Begin Text to read
And again, I love your description of the National Monument. One of the things that we're now working through, we want people to have the opportunity to find their names, to find their lineage. And now we're allowing people to put flowers in the stream in front of it, to do something active, to do something tangible that expresses just acknowledgement, honoring, remembrance, admiration for those who survived, for those who endured. I think anyone who went through something as horrific as enslavement in a land that declares itself to value freedom above all things, deserves to be honored. I do think there's something powerful about it having the dynamism of telling you a little bit about your own history. 

I was working on it for two years straight, and was involved in all of these details, and after we got the monument up and we started putting the names on, it was there on a Wednesday, where they hadn't gotten to the space where they were going to be adding my family name. I went back on the Thursday. I knew it was going to happen. I knew it was going to be there. But when I saw my name, Stevenson, on the monument, it still had a really profound impact on me. And I love that we can offer something like that to people who are the descendants of the enslaved and for others who have a relationship to this history, to this country who want to understand things more intimately, more personally. You don't have to be a descendant to have a powerful relationship and understanding of this history. 

Charlotte Burns: How was it working with artists? 

Bryan Stevenson: Yeah, it's been wonderful. We commissioned half of the pieces.

Many of the pieces existed, like Simone Leigh's and Kehinde's, and so we were able to talk to them about putting it in location. Most have been fantastic. Simone came down, was incredibly generous. I walked her through the space before there was much to see, and she saw the vision and contributed. Kwame is someone we've been working with for years and Alison Saar and so many of the other artists were just super excited about this. And so it's been fantastic. That's been one of the high points of the whole experience, is to get to work more closely and intimately with these amazingly talented people. Hank Willis Thomas came down recently, it was so wonderful to have him experience the space. We're going to be doing a big celebration on Juneteenth here in Montgomery and we're inviting all of the artists to be with us. So I'm looking forward to that. 

[Charlotte Burns audio in Montgomery, Alabama]

So I'm at the end of the time here. I really don't think anything I say now is going to cover what it is to have visited because it's just too big. It's so devastating, but it's also kind of hopeful. And mostly you just get the sense this is unfinished business and it's just the beginning. I don't feel like these three sites are the only sites that are going to be here. This feels like the beginning of a total reclamation of the narrative of America. It's a much, much bigger project than the sculpture project. It's a much, much bigger project than this podcast, than my trip, than my feelings. So what I would say is come and visit and think about it.
End Text to read
Begin Information given
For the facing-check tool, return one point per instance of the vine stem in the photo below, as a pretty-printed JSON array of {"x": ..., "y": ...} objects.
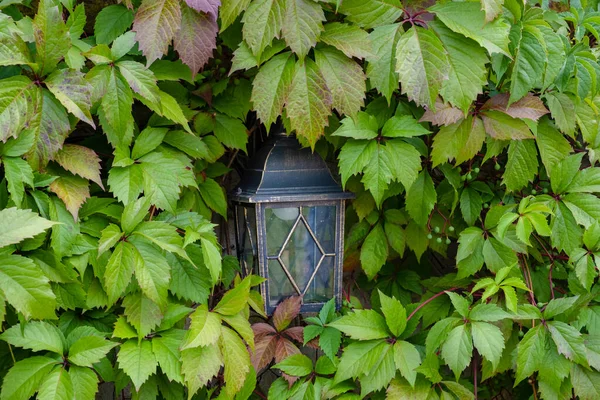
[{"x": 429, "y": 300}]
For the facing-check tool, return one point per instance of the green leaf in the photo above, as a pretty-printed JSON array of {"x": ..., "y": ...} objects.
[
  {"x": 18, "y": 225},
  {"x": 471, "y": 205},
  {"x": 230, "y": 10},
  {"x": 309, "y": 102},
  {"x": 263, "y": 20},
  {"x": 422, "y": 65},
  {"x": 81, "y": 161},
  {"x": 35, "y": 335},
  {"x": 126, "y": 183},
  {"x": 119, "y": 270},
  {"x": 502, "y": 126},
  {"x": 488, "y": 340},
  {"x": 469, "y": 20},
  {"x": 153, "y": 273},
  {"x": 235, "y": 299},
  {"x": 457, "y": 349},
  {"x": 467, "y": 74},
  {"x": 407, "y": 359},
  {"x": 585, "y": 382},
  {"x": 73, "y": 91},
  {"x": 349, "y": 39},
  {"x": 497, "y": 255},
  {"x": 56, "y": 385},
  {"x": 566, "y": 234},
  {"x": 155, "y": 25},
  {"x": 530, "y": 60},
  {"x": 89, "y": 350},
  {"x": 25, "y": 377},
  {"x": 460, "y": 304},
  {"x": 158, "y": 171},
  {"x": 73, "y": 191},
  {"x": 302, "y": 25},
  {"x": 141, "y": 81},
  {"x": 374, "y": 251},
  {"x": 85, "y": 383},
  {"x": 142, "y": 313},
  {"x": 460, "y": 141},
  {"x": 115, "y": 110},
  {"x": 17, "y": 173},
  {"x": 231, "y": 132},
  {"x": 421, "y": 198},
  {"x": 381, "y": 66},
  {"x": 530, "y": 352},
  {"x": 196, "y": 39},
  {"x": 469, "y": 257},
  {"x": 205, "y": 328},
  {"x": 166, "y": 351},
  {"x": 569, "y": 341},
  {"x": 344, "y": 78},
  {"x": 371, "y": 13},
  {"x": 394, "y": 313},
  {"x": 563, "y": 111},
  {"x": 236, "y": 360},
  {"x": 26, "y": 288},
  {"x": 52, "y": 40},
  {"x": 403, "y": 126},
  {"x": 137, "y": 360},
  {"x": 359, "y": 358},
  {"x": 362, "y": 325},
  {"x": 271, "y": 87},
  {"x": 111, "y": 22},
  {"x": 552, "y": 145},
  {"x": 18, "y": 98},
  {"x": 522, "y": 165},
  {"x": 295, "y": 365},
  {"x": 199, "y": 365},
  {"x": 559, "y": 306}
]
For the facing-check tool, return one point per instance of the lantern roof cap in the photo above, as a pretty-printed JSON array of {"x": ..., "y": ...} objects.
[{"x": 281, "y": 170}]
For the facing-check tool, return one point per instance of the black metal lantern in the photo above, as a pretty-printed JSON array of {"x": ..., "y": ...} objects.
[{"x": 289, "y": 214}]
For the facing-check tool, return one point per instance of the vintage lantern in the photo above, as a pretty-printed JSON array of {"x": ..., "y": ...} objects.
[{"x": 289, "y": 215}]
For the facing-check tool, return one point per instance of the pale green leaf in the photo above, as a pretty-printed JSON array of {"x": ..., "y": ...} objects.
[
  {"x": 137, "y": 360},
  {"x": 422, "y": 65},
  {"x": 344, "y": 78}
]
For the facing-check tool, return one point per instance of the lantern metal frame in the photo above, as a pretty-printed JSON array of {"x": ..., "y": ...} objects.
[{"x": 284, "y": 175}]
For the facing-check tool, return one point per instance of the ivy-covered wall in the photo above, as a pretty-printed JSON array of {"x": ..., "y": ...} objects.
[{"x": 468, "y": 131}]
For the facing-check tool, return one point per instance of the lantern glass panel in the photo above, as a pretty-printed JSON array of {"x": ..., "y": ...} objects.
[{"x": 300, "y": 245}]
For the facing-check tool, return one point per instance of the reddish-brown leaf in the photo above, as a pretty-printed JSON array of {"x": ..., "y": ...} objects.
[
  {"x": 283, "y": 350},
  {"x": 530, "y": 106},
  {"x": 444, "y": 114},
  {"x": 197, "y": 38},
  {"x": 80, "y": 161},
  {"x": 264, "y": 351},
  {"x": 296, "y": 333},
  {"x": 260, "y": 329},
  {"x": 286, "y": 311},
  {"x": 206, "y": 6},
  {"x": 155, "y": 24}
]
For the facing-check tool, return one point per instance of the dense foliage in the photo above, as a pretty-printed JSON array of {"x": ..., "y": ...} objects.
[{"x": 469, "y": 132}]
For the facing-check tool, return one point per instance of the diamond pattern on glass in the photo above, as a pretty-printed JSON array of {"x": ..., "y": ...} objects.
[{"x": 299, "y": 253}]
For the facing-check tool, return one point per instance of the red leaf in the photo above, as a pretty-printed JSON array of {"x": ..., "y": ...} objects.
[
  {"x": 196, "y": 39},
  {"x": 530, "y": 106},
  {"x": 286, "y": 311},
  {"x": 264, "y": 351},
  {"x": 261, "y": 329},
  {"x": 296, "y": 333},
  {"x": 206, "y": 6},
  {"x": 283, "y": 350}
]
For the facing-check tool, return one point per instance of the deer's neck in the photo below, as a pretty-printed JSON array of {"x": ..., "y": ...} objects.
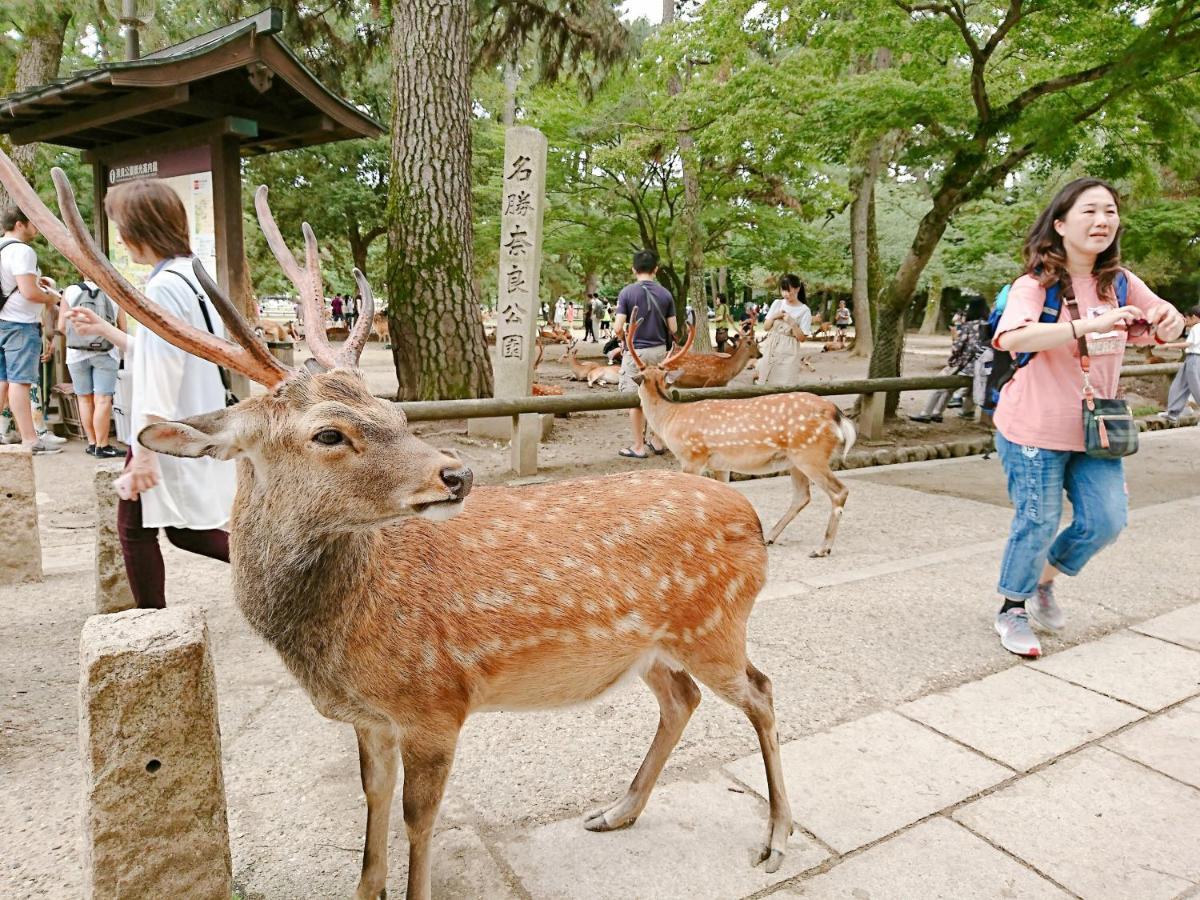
End Information given
Continue the interview about the Montgomery memorial sites from its last sentence.

Charlotte Burns: I have a feeling that there's much more planned. How much more can you tell us about your plans for the sites? 

Bryan Stevenson: As I said, we have 11 pieces in the works, including a major piece by Charles Gaines we're very excited about that will come in later in the year. The next thing we're trying to do is to facilitate more conversation, places to process all of this. And so we're actually building something, a cultural center and an overnight space that’s called Elevation, that will open in early 2025, and there'll be a hotel rooms, but more importantly, meeting spaces for people to dialogue and discourse because we want groups to come. We want schools to come. We want companies to come and really engage and then process. Then we're going to continue to find ways to make the information we've developed more and more accessible to more and more people. We have a calendar that we put out something every day to educate people about the history of racial injustice. Folks can go to our website EJI.org to sign up for that. And we're now doing animations to bring that history to life in new ways. And we're very excited about that. 

And I'm quite interested in talking about this narrative, this challenge, this burden in more global settings. And so I would like to see something happen in Africa. I would like to see more happening in Europe. I'd like to see a greater commitment from the global community implicated by this history. All of that is on the agenda. We've got a lot of other things that we're trying to do. I'm still representing people facing execution, still representing young people prosecuted as adults, still contending with the legal system that too often treats you better if you're rich and guilty than if you're poor and innocent. So those are standing, continuing challenges. Our narrative agendas is still quite full and still quite ambitious. 

Charlotte Burns: How do you find the time for all of this, Bryan? How do you fit it all in the day? 

Bryan Stevenson: It's hard. It's really hard. The day starts very early and it tends to end very late. But I feel really privileged to do what I do. As a kid growing up, the people who sometimes had really challenging weeks and challenging days would come into the church and after the end of their testimony, they'd start singing this song where they'd say, “I wouldn't take nothing for my journey now.” And that's how I feel these days. 

I'm very excited about the opportunity we have to contribute to this narrative work, to contribute to the cultural landscape. It's something I never imagined would be something I could do. And yet here we are. And so that makes it exciting, even though it is at times exhausting.

Charlotte Burns: Your path has evolved so much. You've obviously had an ability to follow that path as it's moved before you. How have you known to shift as things have moved, to have that faith in following? To go from representing people in court, to becoming more of a public figure, to writing a memoir, to opening cultural narrative spaces? That part of you that was thinking of the, “What if I was to open a museum?” If you were going to give advice to anyone thinking of following their “What if that was an idea?”, what would it be? 

Bryan Stevenson: It's a really great question. I think the upside to my legal work is because we've always been in hostile environments, we've always been in spaces where people are quite resistant to what we're trying to do. We've had to think really critically about what's the best way to do this? What's the most effective way to do this? And so being strategic and tactical is something we've had to be from the very beginning because we knew where we were going and who we were representing was not going to be welcome, was not going to be favored.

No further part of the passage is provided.